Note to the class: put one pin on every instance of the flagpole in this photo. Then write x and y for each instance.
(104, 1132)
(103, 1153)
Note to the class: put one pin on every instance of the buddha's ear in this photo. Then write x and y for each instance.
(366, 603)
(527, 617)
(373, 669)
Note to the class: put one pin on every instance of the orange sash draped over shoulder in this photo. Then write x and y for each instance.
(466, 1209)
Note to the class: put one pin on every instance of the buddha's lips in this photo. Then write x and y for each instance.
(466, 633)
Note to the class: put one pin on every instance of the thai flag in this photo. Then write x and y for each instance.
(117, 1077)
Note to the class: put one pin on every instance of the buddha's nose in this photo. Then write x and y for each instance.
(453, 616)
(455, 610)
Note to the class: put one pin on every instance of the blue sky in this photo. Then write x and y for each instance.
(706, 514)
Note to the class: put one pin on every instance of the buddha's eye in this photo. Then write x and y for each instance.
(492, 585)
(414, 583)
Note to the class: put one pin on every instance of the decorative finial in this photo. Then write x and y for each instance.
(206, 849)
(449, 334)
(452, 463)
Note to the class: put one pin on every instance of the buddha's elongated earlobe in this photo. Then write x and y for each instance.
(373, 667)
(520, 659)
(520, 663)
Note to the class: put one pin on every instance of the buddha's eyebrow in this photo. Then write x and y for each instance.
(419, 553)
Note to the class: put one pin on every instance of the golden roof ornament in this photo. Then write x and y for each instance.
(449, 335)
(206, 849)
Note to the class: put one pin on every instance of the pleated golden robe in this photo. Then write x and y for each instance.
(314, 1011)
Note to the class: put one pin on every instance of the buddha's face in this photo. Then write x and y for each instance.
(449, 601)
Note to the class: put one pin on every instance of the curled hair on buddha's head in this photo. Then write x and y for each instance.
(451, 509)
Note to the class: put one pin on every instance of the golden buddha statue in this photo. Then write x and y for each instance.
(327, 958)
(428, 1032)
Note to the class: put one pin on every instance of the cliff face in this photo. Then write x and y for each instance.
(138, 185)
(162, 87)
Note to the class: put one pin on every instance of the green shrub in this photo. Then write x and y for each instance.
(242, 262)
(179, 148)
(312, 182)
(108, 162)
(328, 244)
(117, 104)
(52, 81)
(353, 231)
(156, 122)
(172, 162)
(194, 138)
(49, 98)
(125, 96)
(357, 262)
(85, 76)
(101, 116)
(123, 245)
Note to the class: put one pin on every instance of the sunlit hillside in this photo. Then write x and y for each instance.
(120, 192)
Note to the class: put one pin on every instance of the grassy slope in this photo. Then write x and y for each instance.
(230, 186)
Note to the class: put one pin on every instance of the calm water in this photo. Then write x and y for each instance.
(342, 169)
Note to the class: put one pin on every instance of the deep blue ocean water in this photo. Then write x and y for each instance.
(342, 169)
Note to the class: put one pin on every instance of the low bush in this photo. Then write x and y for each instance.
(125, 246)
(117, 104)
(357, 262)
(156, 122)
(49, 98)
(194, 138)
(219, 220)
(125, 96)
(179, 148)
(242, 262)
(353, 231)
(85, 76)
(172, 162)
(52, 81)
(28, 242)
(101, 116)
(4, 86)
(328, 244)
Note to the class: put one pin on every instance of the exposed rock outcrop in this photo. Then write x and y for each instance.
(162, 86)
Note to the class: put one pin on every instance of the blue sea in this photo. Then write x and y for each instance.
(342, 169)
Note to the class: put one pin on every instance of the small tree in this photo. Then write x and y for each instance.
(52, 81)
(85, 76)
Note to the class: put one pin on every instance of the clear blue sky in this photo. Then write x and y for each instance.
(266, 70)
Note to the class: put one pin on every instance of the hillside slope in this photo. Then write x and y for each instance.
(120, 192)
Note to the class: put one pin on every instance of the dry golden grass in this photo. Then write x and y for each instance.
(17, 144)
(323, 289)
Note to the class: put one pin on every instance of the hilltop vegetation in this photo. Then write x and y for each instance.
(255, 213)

# SHORT EXERCISE
Copy out every line above again, swapping "pin" for "dot" each time it occurs and leaving everything else unchanged.

# WRITTEN SOLUTION
Note to the class: put one dot on every instance of the flagpole in this photo. Then write x and y for each instance.
(104, 1132)
(103, 1153)
Note to the class: put one dot on every instance of the buddha's ear in this photo. Then write x and y for each instance.
(366, 603)
(527, 617)
(373, 669)
Note to the class: put one dot on every instance of the orange sash draped over shoulder in this photo. Then write x and y for each instance.
(466, 1209)
Note to the class: put one dot on every instance of the buddha's lips in this photo. Then write x and y for each instance.
(466, 633)
Note to the class: put one dot on every instance of the thai flag in this photo. Then write x and y for each instance.
(117, 1077)
Note to the class: put one dot on every instance of the buddha's nose in this photo. Then write x and y for each instance.
(453, 616)
(455, 610)
Note to the class: put one dot on every instance of the blue sky in this photo. Then write x and y for each instance.
(706, 514)
Note to the class: put one dot on every instance of the buddha's eye in this photo. Then write x and y for each instance.
(492, 585)
(414, 583)
Note to the class: put one dot on every instance of the decorative finial in this photo. Then write x and y for each instance.
(206, 849)
(449, 334)
(452, 463)
Note to the class: put one dot on every instance of the buddha's elongated earlobe in this photo. Then write x and y for each instance.
(373, 667)
(520, 659)
(520, 663)
Note to the class: put one dot on every instance of the buddha's eyebrow in this photo. Then write x and y for each instance.
(419, 553)
Note to the class: put one dot on every instance of the golden roof ornament in this photo. Then write x and y for each instance.
(449, 335)
(206, 849)
Note to the class: put one dot on every instance of the pleated golden robe in this photo. Then write x and y for each instance.
(314, 1011)
Note to the class: put one dot on every instance of the buddha's face in this photo. Then write x and y for each instance.
(449, 601)
Note to the class: put one dot on every instance of the curled hair on buddha's head in this photo. Then write x and y for each instance.
(451, 509)
Note to the class: put one dot on every instance of the golden buddha statue in this photo. Then write x and y for each instance.
(327, 958)
(428, 1032)
Note to the class: put one dot on every instance of the cliff face in this photo. Then write x and y for each instance.
(138, 185)
(162, 87)
Note to the class: put one dot on every instance of the green shrub in this photo. Then write x and y for each instance.
(242, 262)
(179, 148)
(312, 182)
(108, 162)
(328, 244)
(117, 104)
(52, 81)
(353, 231)
(156, 122)
(172, 162)
(194, 138)
(49, 98)
(125, 96)
(357, 262)
(85, 76)
(101, 116)
(123, 245)
Note to the class: put one dot on every instance of the sunlit hillside in this photo. Then write x and y for each instance.
(120, 192)
Note to the class: put one dot on every instance of the grassy slope in this photo. Then write x and y for each instance.
(230, 186)
Note to the class: put one dot on every instance of the calm water in this photo. Then write x and y for each instance.
(342, 169)
Note to the class: put one dot on every instance of the deep blue ocean water in this photo. Then write x and y for each instance.
(342, 169)
Note to the class: put one dot on every instance of the low bush in this photo. Then write x and y for each instance.
(125, 246)
(117, 104)
(357, 262)
(156, 122)
(49, 98)
(194, 138)
(219, 220)
(125, 96)
(179, 148)
(242, 262)
(353, 231)
(85, 76)
(172, 162)
(52, 81)
(28, 242)
(101, 116)
(4, 86)
(328, 244)
Note to the class: put one dot on every instance of the exposed rock outcrop in this photo. Then write x and y for each instance.
(162, 86)
Note to the class: put one dot on every instance of the blue sea in this photo. Then write x and y for each instance.
(342, 169)
Note to the class: put one dot on every instance of the small tree in this photo. Then write x and y for each instance.
(52, 81)
(85, 76)
Note to the class: put one dot on every instance of the clear blue sky in this photo. Then write x and y for each instance.
(266, 70)
Note to the class: put one dot on every instance of the hillside slope in this photo. Then write x and y for each instance.
(120, 192)
Note to the class: put one dot on every instance of the dry golden grass in this photo. Then write x and y for each instance.
(17, 144)
(323, 289)
Note to the class: put one dot on every instance of the hilltop vegetation in this photo. Then write x and y for each instance.
(255, 213)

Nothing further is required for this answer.